• [AIM]
Reproduce exactly the final portion of the data: every line from the one containing "Tag the stone wall" through the last line, inclusive.

begin

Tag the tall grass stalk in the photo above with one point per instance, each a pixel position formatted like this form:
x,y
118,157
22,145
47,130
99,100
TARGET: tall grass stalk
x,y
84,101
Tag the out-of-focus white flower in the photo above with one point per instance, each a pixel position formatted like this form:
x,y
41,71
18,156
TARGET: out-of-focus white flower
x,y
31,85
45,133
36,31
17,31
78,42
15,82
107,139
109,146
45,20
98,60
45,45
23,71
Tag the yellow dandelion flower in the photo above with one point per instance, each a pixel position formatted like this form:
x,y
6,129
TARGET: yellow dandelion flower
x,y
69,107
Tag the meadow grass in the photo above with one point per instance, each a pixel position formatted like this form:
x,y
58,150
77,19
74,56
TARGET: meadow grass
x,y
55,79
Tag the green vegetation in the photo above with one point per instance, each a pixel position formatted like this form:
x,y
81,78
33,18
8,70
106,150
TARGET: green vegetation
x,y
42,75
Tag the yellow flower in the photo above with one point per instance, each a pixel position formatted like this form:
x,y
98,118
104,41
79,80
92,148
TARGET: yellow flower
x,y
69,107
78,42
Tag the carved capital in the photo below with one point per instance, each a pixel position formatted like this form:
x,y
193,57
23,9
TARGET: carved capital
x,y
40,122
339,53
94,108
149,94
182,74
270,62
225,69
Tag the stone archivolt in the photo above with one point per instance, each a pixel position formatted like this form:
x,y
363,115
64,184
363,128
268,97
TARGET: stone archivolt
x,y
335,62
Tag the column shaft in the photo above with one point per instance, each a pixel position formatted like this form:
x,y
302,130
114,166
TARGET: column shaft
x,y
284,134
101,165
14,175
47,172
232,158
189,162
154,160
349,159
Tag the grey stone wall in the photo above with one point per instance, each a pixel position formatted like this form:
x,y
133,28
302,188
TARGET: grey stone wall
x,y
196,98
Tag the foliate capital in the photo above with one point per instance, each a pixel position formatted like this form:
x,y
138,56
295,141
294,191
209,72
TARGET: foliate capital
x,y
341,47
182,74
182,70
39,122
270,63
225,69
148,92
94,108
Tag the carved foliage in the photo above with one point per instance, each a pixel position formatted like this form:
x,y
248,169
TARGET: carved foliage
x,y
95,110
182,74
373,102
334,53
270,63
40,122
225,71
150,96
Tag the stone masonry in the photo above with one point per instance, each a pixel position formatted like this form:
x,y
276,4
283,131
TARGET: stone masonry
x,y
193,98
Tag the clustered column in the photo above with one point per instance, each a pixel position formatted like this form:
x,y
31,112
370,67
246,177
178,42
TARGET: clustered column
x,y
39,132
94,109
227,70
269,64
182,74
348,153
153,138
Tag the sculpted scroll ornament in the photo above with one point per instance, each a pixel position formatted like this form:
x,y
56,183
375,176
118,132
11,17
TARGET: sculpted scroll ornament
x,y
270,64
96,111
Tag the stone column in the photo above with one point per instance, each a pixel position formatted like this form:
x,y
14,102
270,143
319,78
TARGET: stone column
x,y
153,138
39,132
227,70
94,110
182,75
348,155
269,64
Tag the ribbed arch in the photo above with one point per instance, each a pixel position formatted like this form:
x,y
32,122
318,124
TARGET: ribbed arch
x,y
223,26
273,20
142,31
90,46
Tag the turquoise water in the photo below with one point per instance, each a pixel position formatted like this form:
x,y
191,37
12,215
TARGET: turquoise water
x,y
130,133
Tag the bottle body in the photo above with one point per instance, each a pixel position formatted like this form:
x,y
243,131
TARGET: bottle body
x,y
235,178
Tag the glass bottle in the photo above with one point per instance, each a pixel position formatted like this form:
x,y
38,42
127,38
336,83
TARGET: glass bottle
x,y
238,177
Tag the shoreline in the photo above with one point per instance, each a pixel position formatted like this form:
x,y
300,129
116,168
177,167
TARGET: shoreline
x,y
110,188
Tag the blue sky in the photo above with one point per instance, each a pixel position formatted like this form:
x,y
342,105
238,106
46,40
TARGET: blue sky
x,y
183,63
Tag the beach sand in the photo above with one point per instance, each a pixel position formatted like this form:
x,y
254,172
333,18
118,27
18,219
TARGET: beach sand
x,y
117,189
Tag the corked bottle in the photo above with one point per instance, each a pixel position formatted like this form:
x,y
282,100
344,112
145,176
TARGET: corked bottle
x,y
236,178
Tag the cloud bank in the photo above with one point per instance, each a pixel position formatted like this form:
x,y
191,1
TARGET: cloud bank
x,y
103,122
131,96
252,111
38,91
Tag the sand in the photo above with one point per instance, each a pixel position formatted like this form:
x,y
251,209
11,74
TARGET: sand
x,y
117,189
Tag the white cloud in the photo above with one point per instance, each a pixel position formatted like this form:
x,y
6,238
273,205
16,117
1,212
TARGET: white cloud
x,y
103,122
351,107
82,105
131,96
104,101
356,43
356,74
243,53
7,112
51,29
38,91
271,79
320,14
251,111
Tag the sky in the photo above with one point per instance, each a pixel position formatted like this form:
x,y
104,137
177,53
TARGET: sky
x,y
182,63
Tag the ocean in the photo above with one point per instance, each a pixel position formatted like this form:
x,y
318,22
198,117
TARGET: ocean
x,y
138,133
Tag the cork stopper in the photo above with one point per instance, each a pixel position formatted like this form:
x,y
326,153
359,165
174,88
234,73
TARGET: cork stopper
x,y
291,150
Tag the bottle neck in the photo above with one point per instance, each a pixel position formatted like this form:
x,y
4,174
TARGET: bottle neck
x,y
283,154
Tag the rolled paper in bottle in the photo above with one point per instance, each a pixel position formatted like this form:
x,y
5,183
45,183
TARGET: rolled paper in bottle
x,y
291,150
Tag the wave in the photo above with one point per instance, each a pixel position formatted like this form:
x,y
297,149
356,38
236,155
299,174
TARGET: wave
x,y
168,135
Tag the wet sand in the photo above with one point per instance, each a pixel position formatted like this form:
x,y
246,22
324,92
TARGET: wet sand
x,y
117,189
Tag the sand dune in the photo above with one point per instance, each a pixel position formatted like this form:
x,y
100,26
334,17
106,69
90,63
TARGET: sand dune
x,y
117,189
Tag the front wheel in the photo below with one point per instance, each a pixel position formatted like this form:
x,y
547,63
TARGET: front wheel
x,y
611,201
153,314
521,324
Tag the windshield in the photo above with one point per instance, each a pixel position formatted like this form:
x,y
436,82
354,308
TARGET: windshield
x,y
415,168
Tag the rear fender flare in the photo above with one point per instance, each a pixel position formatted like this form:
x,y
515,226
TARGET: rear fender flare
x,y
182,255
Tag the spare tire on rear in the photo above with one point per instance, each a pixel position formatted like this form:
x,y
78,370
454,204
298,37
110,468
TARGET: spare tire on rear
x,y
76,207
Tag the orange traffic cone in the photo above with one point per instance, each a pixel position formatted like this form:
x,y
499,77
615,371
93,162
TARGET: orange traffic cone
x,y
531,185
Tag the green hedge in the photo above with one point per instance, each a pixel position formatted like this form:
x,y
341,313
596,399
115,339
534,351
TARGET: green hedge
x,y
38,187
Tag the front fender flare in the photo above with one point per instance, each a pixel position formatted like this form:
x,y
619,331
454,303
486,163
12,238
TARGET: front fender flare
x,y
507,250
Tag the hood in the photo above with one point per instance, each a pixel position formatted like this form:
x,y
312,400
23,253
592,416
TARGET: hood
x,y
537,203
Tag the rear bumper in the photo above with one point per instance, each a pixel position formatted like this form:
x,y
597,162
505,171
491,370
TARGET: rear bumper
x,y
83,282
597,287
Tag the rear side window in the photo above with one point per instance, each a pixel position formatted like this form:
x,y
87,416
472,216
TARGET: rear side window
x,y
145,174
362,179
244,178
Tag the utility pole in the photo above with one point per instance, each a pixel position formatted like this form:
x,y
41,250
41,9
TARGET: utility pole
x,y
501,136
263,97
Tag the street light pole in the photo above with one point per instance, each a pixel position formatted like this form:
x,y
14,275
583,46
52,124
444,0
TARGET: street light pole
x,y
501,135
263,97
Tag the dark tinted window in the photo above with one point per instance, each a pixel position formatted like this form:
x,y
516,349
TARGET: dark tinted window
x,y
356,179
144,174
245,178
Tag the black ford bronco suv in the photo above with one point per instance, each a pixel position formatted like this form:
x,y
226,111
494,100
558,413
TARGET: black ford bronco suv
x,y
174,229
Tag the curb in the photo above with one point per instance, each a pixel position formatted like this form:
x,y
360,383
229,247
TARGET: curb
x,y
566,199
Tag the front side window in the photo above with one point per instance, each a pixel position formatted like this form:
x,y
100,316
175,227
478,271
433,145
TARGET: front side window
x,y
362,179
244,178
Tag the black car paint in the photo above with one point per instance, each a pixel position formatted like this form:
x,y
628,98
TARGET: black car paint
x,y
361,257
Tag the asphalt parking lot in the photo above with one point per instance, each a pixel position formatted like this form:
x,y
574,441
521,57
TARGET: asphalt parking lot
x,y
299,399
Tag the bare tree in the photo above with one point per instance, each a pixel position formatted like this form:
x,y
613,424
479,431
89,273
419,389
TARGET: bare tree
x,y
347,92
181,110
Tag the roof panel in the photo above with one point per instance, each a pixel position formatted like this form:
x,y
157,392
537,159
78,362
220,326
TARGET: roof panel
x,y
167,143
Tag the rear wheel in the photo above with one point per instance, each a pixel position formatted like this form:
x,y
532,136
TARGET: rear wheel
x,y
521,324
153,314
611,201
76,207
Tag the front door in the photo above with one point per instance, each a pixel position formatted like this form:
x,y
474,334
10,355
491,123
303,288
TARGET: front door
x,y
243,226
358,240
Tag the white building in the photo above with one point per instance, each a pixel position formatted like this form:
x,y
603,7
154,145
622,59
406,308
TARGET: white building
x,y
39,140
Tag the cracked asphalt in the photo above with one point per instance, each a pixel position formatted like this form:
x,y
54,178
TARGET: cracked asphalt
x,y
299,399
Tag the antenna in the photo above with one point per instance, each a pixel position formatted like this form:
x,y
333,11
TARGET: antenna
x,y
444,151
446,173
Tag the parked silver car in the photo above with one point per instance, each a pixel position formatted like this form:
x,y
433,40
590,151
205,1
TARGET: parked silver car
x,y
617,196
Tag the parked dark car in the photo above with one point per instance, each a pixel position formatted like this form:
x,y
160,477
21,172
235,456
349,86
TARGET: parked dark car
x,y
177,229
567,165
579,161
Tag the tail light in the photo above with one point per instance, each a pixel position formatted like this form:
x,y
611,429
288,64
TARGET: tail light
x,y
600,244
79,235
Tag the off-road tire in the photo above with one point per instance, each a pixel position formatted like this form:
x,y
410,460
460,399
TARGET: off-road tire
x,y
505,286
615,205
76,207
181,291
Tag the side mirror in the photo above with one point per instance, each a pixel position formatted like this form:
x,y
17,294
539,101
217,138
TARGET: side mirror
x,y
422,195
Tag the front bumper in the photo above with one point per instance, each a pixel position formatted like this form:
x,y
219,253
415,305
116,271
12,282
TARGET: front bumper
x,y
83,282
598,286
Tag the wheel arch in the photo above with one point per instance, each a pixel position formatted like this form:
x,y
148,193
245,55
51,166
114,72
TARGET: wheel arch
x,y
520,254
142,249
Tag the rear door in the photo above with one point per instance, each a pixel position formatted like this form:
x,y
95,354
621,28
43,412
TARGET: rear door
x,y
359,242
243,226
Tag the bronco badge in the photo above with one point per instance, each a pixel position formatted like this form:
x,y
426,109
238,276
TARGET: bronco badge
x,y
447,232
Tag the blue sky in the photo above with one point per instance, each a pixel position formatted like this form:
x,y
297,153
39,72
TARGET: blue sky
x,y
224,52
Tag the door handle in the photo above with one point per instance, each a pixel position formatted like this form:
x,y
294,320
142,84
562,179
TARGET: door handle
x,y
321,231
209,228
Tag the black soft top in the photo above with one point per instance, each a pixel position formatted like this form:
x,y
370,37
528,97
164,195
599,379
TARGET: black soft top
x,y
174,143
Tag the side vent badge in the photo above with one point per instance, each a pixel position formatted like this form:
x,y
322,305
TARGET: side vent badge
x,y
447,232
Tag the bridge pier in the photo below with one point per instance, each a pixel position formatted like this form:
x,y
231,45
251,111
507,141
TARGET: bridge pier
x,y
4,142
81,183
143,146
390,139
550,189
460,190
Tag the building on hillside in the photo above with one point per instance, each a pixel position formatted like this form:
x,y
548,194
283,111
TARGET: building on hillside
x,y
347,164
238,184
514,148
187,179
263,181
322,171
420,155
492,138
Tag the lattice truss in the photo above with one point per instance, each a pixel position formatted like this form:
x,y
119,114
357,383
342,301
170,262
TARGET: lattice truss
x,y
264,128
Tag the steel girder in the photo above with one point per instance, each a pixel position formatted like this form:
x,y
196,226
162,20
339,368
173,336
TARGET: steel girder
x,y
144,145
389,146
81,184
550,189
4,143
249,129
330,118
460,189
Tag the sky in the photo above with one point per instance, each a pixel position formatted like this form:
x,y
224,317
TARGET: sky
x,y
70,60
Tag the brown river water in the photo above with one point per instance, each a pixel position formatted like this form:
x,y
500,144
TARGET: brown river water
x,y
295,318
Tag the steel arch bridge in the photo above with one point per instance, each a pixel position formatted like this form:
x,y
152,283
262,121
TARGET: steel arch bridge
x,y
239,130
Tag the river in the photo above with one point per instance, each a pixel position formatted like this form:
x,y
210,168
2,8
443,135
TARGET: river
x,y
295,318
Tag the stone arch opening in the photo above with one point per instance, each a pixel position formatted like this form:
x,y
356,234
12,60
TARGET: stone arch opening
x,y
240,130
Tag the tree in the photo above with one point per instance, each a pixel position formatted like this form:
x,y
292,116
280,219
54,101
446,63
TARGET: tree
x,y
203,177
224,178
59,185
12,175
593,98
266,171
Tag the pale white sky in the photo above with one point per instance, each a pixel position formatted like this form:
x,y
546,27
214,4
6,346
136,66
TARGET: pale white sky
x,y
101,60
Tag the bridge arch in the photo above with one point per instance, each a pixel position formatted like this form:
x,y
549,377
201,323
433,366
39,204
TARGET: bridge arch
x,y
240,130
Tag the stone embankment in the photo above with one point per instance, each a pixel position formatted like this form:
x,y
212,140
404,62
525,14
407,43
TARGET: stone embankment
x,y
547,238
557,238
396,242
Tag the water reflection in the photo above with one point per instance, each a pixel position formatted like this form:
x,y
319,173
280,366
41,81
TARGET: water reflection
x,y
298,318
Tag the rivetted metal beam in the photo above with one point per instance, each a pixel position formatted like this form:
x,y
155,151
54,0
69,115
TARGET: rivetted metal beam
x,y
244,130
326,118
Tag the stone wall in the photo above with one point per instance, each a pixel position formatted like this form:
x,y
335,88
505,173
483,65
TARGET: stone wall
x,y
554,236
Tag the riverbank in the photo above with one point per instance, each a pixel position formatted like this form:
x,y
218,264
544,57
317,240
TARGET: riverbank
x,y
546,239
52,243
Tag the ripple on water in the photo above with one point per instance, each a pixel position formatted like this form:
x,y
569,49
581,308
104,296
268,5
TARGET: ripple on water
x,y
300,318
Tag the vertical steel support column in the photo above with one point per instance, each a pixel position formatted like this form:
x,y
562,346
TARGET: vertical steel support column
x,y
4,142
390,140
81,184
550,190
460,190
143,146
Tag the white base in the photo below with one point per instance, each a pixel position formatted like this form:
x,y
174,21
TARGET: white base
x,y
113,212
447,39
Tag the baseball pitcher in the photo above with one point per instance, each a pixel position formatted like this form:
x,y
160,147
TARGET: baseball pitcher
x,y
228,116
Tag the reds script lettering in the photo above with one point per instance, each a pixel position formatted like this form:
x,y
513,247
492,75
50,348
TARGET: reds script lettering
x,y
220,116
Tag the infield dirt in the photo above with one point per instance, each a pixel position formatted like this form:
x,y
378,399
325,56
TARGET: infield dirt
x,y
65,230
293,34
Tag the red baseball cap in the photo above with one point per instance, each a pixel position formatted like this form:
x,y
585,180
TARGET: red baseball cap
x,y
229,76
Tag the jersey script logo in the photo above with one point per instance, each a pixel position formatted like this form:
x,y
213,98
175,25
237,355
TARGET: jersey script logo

end

• [COMPLETE ANSWER]
Tag the stone wall in the photo above with one point per instance, each a pixel position formatted like this form:
x,y
335,88
505,173
483,65
TARGET: stone wall
x,y
554,236
Tag the riverbank in the photo above with one point per instance, each a pixel position formatted like this form:
x,y
218,264
544,57
317,240
TARGET: riverbank
x,y
546,239
52,243
Tag the ripple on water in the photo above with one point per instance, each a pixel position formatted like this form:
x,y
569,49
581,308
104,296
268,5
TARGET: ripple on water
x,y
300,318
Tag the vertical steel support column in the photo above with one point per instance, each a pixel position formatted like this form:
x,y
562,346
TARGET: vertical steel support column
x,y
4,142
390,140
81,184
550,190
460,190
143,146
Tag the white base in the photo below with one point per instance, each a pixel position formatted like this form:
x,y
174,21
TARGET: white base
x,y
113,212
447,39
Tag the baseball pitcher in the photo above with one point per instance, each a pixel position formatted like this form:
x,y
160,147
TARGET: baseball pitcher
x,y
228,116
Tag the reds script lettering in the photo above with one point per instance, each a pixel position formatted like this form:
x,y
513,247
492,75
50,348
TARGET: reds script lettering
x,y
220,116
Tag the infield dirt in the photo above with one point per instance, each a pixel position formatted like this form:
x,y
378,399
325,56
TARGET: infield dirt
x,y
65,230
293,34
Tag the red baseball cap in the photo above with one point per instance, each a pixel position formatted like this form:
x,y
585,180
TARGET: red baseball cap
x,y
229,76
Tag the jersey script logo in the photo above with one point per instance, each a pixel position formatted like this form:
x,y
213,98
175,25
237,355
TARGET: jersey script logo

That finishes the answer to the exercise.